>> START Records for this exercise

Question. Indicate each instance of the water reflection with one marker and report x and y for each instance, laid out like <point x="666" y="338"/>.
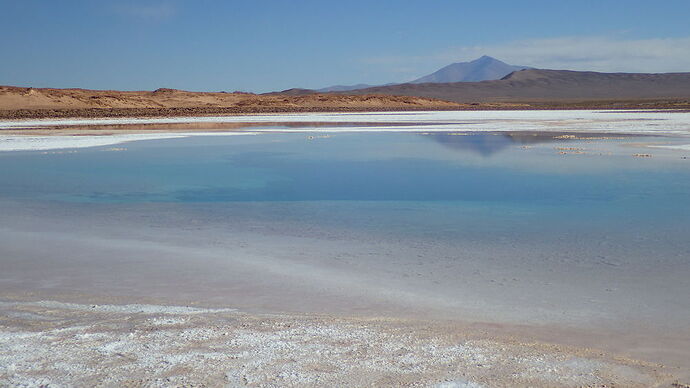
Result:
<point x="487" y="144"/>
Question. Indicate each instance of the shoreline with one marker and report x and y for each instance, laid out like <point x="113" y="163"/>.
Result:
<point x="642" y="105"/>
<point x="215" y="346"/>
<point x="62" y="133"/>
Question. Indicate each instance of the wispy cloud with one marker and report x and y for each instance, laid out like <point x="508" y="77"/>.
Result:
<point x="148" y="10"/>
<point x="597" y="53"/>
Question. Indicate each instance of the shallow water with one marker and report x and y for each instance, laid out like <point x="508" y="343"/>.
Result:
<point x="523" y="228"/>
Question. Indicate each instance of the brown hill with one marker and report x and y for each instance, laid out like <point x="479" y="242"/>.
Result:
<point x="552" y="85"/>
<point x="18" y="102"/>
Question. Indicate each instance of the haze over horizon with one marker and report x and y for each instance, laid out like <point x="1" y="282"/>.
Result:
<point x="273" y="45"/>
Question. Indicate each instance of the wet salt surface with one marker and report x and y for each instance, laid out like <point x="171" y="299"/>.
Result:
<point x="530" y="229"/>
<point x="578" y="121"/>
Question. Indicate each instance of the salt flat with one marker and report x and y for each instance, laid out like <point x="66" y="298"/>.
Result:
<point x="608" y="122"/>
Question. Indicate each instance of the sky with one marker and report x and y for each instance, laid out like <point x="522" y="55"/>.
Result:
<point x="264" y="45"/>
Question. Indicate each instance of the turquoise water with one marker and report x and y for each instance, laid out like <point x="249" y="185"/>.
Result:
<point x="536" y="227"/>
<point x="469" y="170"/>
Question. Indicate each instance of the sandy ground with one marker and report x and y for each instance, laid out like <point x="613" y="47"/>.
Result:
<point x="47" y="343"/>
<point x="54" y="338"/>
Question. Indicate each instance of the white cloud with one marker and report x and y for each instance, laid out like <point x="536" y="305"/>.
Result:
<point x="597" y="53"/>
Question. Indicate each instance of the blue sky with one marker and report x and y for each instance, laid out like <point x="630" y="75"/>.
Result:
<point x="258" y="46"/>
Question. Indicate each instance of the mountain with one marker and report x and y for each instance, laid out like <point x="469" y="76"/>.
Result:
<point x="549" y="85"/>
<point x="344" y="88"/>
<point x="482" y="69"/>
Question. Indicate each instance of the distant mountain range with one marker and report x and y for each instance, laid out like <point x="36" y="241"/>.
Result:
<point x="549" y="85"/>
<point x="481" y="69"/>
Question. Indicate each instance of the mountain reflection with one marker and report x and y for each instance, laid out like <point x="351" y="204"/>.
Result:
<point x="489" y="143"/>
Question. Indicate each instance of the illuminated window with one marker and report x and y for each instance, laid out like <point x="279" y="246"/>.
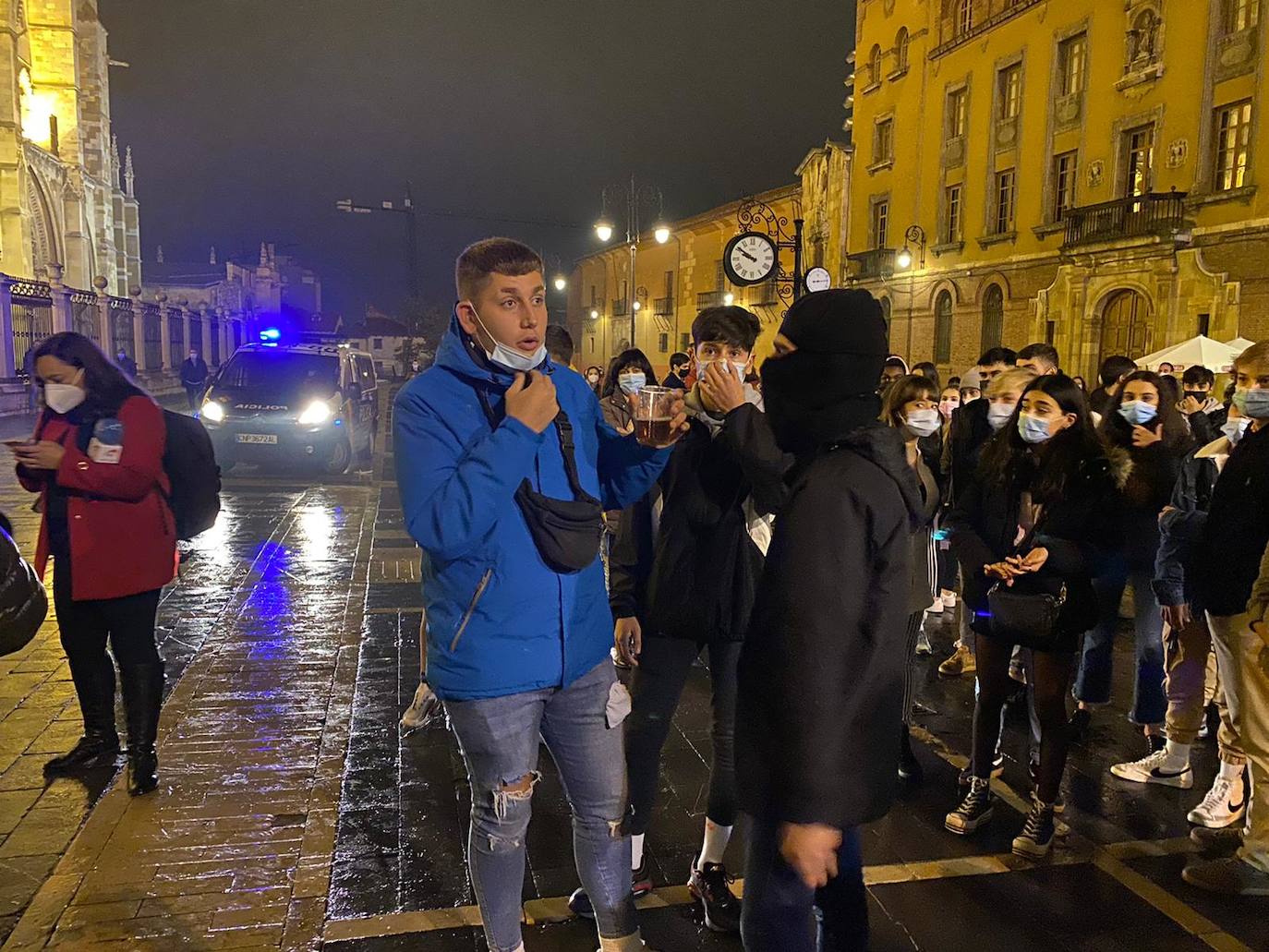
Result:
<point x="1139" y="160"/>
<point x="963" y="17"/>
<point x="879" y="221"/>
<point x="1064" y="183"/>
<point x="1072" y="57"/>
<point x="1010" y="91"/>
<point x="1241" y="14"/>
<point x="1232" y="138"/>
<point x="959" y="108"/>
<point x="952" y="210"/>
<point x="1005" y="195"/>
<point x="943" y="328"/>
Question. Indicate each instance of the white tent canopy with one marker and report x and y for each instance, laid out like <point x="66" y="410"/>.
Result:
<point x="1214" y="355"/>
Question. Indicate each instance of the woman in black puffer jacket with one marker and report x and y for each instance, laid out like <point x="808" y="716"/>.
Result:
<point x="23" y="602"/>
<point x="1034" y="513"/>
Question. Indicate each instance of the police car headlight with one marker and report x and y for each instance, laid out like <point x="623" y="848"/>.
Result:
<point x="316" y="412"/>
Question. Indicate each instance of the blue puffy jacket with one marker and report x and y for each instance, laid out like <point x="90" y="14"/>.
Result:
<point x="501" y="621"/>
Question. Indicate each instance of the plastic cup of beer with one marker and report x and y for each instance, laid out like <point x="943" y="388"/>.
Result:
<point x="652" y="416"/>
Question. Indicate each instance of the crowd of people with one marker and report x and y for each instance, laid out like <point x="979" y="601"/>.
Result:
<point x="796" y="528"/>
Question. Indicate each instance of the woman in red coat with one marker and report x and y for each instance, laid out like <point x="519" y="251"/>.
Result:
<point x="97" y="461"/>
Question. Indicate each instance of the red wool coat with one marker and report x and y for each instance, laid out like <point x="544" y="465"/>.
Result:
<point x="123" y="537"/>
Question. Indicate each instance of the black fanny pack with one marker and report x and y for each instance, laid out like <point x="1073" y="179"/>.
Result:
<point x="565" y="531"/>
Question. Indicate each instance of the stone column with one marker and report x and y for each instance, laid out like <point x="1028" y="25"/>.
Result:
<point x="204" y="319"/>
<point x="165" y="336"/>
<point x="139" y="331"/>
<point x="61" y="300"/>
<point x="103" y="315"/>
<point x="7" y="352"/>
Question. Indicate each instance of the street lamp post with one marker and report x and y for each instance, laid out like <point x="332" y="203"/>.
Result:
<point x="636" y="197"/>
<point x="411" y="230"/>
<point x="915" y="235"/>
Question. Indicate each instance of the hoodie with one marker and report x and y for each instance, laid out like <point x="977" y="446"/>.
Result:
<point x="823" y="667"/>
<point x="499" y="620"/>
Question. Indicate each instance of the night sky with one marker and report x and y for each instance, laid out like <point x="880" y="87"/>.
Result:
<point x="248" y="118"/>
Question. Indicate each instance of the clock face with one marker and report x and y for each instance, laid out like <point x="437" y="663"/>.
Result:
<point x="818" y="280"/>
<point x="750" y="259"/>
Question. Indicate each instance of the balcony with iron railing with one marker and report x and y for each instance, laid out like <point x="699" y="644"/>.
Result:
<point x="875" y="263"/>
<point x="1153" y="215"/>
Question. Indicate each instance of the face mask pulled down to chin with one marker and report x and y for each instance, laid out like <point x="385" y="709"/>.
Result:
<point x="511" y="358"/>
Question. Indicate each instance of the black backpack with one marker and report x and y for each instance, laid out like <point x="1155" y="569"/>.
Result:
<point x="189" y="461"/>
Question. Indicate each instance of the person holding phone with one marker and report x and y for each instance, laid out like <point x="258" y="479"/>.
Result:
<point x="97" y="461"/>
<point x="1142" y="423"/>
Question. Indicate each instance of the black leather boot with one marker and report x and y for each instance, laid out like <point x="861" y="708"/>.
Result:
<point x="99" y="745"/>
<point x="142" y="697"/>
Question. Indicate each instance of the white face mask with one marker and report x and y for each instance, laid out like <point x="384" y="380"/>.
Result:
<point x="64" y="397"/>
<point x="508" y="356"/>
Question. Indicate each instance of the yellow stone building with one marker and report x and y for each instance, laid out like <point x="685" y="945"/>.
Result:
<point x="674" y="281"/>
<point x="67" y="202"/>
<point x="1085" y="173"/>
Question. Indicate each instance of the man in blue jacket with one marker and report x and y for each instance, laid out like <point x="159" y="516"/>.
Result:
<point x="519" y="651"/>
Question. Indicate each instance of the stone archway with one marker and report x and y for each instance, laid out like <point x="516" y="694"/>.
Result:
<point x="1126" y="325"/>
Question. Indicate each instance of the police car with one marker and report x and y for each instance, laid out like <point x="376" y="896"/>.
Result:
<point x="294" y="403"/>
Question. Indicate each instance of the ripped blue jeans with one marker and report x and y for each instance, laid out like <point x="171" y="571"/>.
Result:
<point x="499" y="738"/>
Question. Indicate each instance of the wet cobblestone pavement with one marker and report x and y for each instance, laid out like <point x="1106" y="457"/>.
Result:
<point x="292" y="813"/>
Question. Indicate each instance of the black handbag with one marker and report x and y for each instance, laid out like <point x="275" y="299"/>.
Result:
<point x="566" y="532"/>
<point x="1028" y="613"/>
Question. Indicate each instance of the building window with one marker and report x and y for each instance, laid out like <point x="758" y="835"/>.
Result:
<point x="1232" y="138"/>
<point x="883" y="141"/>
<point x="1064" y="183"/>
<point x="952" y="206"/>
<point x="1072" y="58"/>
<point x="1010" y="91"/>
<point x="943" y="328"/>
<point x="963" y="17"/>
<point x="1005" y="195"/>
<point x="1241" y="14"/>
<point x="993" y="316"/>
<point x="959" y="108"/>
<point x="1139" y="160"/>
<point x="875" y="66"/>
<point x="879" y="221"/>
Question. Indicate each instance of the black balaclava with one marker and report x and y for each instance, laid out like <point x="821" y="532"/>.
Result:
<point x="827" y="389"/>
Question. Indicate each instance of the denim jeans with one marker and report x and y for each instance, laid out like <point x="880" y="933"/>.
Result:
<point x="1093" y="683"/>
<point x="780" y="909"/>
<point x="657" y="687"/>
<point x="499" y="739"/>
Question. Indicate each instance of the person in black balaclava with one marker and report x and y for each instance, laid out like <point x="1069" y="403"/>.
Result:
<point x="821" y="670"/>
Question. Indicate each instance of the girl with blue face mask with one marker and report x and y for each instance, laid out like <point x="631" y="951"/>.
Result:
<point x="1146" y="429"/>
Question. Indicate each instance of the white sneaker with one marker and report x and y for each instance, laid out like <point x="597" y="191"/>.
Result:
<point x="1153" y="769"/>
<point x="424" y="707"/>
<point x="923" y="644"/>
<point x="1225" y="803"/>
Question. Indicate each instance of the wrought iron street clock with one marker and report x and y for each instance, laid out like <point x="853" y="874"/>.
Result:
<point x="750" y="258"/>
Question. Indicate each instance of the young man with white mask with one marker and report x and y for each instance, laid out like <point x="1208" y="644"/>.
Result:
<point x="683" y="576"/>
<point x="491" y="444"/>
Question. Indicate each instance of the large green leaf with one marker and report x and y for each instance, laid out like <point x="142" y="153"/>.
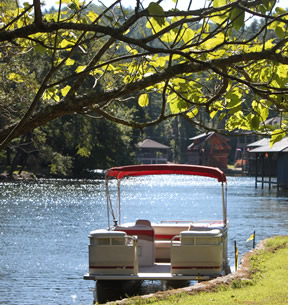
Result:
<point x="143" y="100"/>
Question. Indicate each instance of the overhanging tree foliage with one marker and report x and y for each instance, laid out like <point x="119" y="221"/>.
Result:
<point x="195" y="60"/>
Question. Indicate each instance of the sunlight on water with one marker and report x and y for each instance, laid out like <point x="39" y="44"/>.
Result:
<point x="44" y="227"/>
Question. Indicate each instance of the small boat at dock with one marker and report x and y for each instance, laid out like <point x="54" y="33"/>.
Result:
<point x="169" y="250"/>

>> END Records for this exercise

## Set problem
Without the pictures, retype exactly the lines from the one that holds "Question. Indicate each instance of the young" to the last line of the data above, both of them included.

## Answer to the exercise
Question. Indicate each instance of the young man with white mask with one marker and report x and y for each instance, laid out like <point x="1208" y="644"/>.
Result:
<point x="683" y="576"/>
<point x="491" y="444"/>
Question. Indicate each instance of the large green leaf with one marker and report x and y for each instance, laid out like <point x="142" y="153"/>.
Result:
<point x="143" y="100"/>
Question. Indicate each instance of the overhanging tree foliage with one marker and report x and y for each instance, laid out like <point x="119" y="221"/>.
Result:
<point x="195" y="60"/>
Question. Indicate each instance of the sunlight on water with one marker and report x and y for each instance, laid out like <point x="39" y="44"/>.
Result:
<point x="44" y="227"/>
Question. Indicate each instance of the small boat at dock with one marker and report x and y for each instance, laid out like <point x="54" y="33"/>.
Result:
<point x="169" y="250"/>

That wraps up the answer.